Task objective: Copy exactly the lines of the records below, starting at the line that contains "Query: river rapid" and continuing through the last line, both included; omit any pictures.

Dataset records:
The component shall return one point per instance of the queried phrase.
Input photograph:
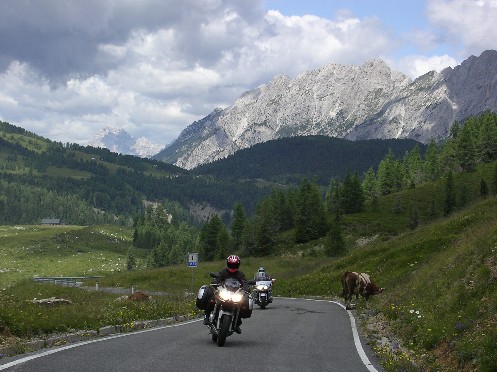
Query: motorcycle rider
(230, 271)
(262, 275)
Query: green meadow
(438, 312)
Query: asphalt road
(289, 335)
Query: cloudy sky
(152, 67)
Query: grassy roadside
(438, 311)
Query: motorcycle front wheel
(223, 329)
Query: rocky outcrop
(353, 102)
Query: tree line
(311, 212)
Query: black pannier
(204, 295)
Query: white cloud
(415, 66)
(466, 23)
(153, 67)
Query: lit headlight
(225, 295)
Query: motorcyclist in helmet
(230, 271)
(261, 274)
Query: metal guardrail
(68, 281)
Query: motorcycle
(229, 297)
(263, 292)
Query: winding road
(289, 335)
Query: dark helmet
(233, 263)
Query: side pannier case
(203, 296)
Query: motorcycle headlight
(225, 295)
(237, 297)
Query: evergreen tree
(450, 194)
(413, 217)
(310, 221)
(431, 169)
(370, 184)
(412, 165)
(390, 175)
(266, 226)
(335, 244)
(494, 182)
(131, 259)
(487, 137)
(334, 202)
(483, 188)
(209, 237)
(238, 225)
(465, 147)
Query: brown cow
(357, 284)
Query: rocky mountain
(352, 102)
(119, 141)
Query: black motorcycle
(231, 301)
(263, 293)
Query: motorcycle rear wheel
(223, 329)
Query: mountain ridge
(119, 141)
(352, 102)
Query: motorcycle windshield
(232, 284)
(264, 282)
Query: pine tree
(413, 217)
(450, 194)
(310, 221)
(487, 137)
(494, 182)
(370, 184)
(483, 188)
(335, 245)
(465, 146)
(131, 259)
(431, 169)
(238, 225)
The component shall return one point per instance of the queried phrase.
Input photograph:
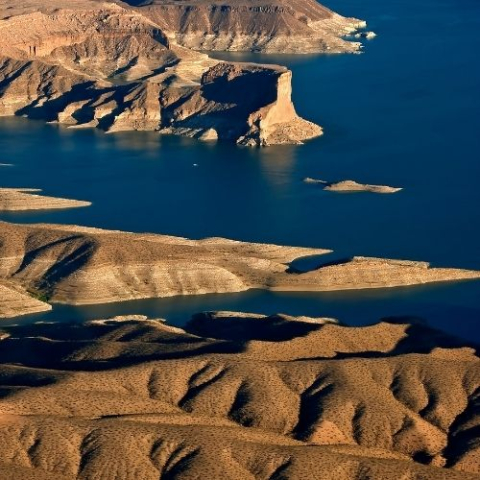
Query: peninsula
(79, 265)
(118, 67)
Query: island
(117, 67)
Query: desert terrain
(237, 395)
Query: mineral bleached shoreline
(24, 199)
(91, 64)
(136, 398)
(78, 265)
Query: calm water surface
(405, 113)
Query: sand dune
(135, 398)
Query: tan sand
(22, 199)
(300, 398)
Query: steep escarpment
(101, 65)
(83, 266)
(301, 26)
(136, 398)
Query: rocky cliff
(299, 26)
(83, 266)
(98, 64)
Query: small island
(352, 186)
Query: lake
(404, 113)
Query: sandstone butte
(277, 397)
(79, 265)
(90, 63)
(23, 199)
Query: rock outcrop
(99, 64)
(352, 186)
(299, 26)
(76, 265)
(22, 199)
(296, 398)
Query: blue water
(405, 113)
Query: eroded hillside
(99, 64)
(260, 397)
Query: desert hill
(136, 398)
(299, 26)
(78, 265)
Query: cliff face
(101, 65)
(78, 265)
(264, 397)
(299, 26)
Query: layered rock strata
(301, 26)
(78, 265)
(99, 64)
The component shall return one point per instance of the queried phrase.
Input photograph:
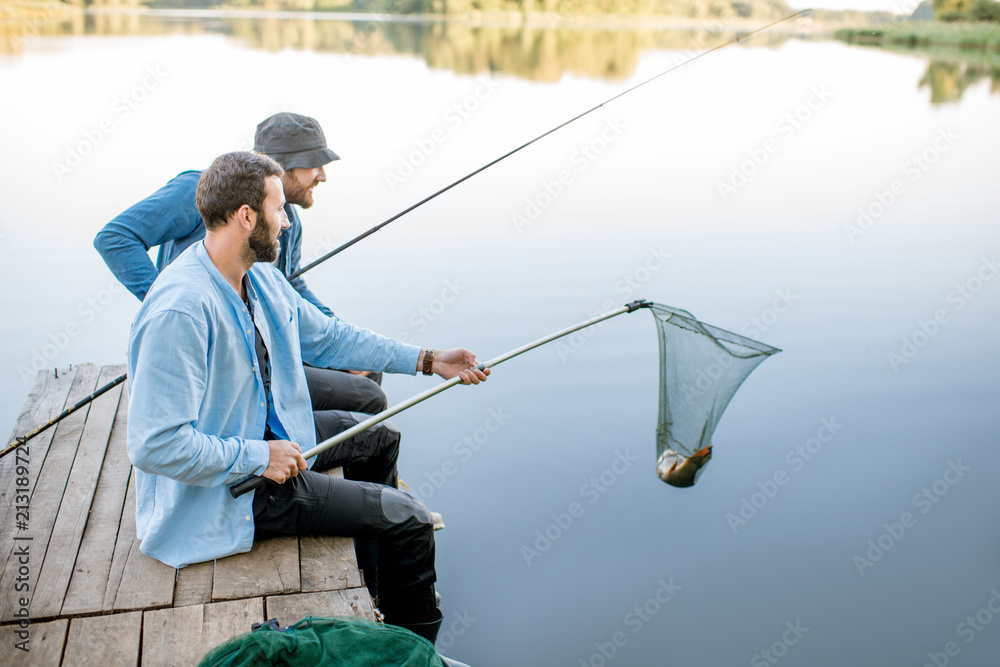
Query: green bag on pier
(344, 641)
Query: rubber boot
(428, 629)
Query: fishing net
(701, 367)
(336, 640)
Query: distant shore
(959, 34)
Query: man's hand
(286, 461)
(461, 362)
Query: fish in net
(701, 367)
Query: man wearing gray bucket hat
(170, 219)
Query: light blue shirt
(196, 399)
(169, 218)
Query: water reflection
(532, 52)
(948, 78)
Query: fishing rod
(20, 440)
(251, 483)
(423, 201)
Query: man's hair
(234, 179)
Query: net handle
(254, 482)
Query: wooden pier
(70, 560)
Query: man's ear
(246, 217)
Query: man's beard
(300, 195)
(260, 247)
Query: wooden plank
(145, 582)
(289, 609)
(271, 567)
(46, 399)
(194, 584)
(328, 563)
(104, 640)
(201, 627)
(46, 496)
(67, 533)
(89, 584)
(123, 546)
(45, 644)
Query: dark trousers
(393, 531)
(340, 390)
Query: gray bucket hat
(294, 141)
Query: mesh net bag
(701, 367)
(337, 640)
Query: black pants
(393, 531)
(340, 390)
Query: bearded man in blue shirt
(169, 219)
(217, 393)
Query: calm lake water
(838, 202)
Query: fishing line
(538, 138)
(22, 439)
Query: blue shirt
(169, 218)
(196, 398)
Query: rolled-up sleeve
(169, 214)
(329, 342)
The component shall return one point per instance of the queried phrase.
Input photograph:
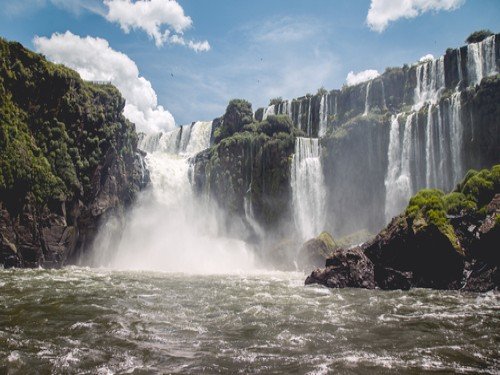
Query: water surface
(80, 320)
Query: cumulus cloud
(355, 78)
(95, 60)
(427, 57)
(384, 11)
(163, 20)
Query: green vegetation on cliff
(433, 207)
(55, 128)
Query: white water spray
(169, 228)
(308, 188)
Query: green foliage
(480, 187)
(276, 101)
(328, 240)
(238, 114)
(55, 128)
(427, 203)
(478, 36)
(272, 125)
(455, 203)
(431, 206)
(322, 91)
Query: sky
(178, 61)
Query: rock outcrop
(441, 242)
(68, 159)
(315, 251)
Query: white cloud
(384, 11)
(283, 30)
(427, 57)
(366, 75)
(21, 7)
(162, 20)
(95, 60)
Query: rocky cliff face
(381, 141)
(441, 241)
(68, 159)
(415, 127)
(247, 170)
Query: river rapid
(82, 320)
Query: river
(83, 320)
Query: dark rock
(346, 268)
(425, 252)
(390, 279)
(315, 252)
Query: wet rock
(315, 251)
(346, 268)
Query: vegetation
(55, 128)
(322, 91)
(478, 36)
(472, 195)
(276, 101)
(238, 114)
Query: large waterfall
(442, 165)
(308, 188)
(170, 228)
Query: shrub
(455, 203)
(276, 101)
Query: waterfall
(309, 115)
(323, 115)
(481, 60)
(398, 178)
(308, 188)
(384, 103)
(367, 97)
(456, 130)
(199, 137)
(430, 82)
(169, 228)
(299, 117)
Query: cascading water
(169, 228)
(398, 179)
(367, 98)
(323, 115)
(456, 136)
(308, 188)
(430, 82)
(309, 118)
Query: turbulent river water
(81, 320)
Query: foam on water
(88, 320)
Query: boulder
(315, 251)
(346, 268)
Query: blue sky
(259, 49)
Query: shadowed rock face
(415, 255)
(346, 268)
(69, 159)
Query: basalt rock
(426, 247)
(346, 268)
(315, 251)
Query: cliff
(442, 241)
(247, 169)
(68, 158)
(413, 127)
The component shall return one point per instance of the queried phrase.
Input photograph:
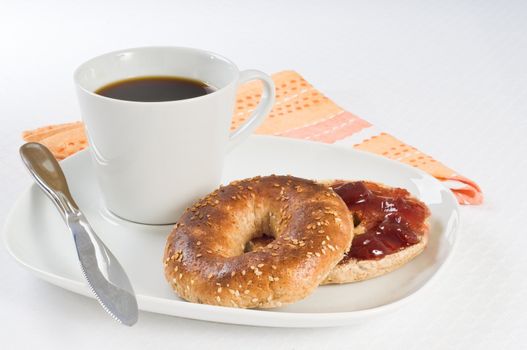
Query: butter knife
(106, 277)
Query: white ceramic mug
(153, 159)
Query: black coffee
(155, 89)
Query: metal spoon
(106, 277)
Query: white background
(449, 77)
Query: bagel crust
(352, 269)
(205, 259)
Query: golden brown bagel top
(204, 256)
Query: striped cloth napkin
(300, 112)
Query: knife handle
(49, 176)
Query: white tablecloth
(448, 77)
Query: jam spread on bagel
(390, 218)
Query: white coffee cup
(153, 159)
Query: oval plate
(38, 239)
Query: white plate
(38, 239)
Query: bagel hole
(356, 220)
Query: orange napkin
(300, 112)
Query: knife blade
(101, 269)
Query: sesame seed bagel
(353, 268)
(205, 256)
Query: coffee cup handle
(260, 112)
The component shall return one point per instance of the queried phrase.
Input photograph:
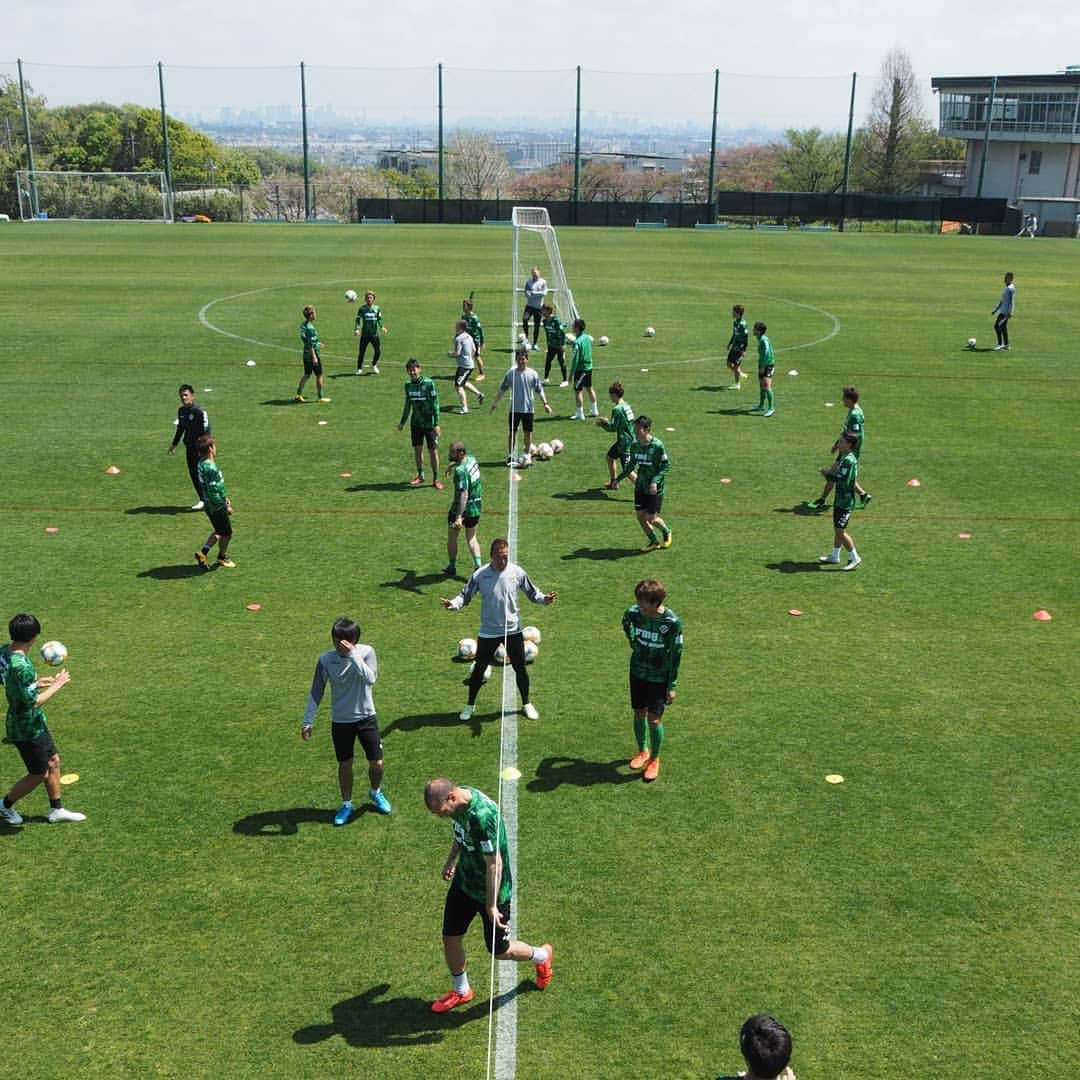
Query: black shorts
(651, 697)
(366, 732)
(420, 435)
(650, 503)
(459, 910)
(36, 753)
(220, 521)
(521, 419)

Response area:
Query: river rapid
(82, 320)
Query: river
(83, 320)
Query: dark rock
(346, 268)
(425, 252)
(390, 279)
(315, 252)
Query: wet rock
(315, 251)
(346, 268)
Query: vegetation
(55, 128)
(322, 91)
(478, 36)
(472, 195)
(276, 101)
(238, 114)
Query: large waterfall
(442, 165)
(308, 188)
(170, 228)
Query: shrub
(455, 203)
(276, 101)
Query: waterfall
(309, 115)
(323, 115)
(481, 60)
(398, 178)
(308, 188)
(384, 103)
(367, 97)
(456, 130)
(199, 137)
(430, 82)
(169, 228)
(299, 117)
Query: cascading water
(169, 228)
(398, 179)
(367, 98)
(323, 115)
(456, 136)
(308, 188)
(430, 82)
(309, 118)
Query: turbulent river water
(81, 320)
Query: foam on water
(88, 320)
Query: boulder
(315, 251)
(346, 268)
Query: blue sky
(259, 49)
Query: shadowed rock face
(415, 255)
(346, 268)
(69, 159)
Query: basalt rock
(426, 247)
(346, 268)
(315, 251)
Query: cliff
(442, 241)
(247, 169)
(68, 158)
(413, 127)
The component shall return one point per instance of the queried phrase.
Input photograph:
Query: butter knife
(106, 277)
Query: white ceramic mug
(153, 159)
Query: black coffee
(155, 89)
Query: metal spoon
(106, 277)
Query: white background
(449, 77)
Query: bagel crust
(352, 269)
(205, 259)
Query: golden brown bagel top
(204, 256)
Query: striped cloth napkin
(300, 112)
Query: knife handle
(49, 176)
Query: white tablecloth
(448, 77)
Query: jam spread on bagel
(390, 218)
Query: white coffee cup
(153, 159)
Query: oval plate
(38, 239)
Query: white plate
(38, 239)
Query: bagel hole
(356, 220)
Query: orange napkin
(300, 112)
Query: knife blade
(101, 269)
Query: sesame seed bagel
(353, 268)
(205, 256)
Query: coffee cup handle
(260, 112)
The component shall return one point per instance of the queried phrase.
Input photograph:
Query: black shorts
(651, 697)
(366, 732)
(420, 435)
(650, 503)
(459, 910)
(36, 753)
(220, 521)
(521, 419)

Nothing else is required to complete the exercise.